> _Data supplied_
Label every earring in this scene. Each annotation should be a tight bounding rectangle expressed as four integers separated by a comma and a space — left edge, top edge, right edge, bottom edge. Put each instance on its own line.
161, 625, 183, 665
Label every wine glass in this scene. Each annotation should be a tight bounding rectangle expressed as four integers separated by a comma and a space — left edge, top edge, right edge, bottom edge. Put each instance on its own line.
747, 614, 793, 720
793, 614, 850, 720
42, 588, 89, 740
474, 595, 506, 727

--

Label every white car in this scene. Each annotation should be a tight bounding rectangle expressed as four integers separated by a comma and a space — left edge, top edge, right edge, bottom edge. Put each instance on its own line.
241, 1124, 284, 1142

> _What the exercise asks_
Copy out the items from the line containing "Label every wine" through the line containing "474, 595, 506, 727", including both of those lines.

> _Answer for the task_
Label every wine glass in this scene. Each annotation should be a tight bounding rectangle expressed as four integers separated by a comma and a space — left edge, top edge, right edge, bottom edge. Put each instance on its own line.
747, 614, 793, 720
793, 614, 850, 720
42, 588, 89, 740
474, 595, 506, 727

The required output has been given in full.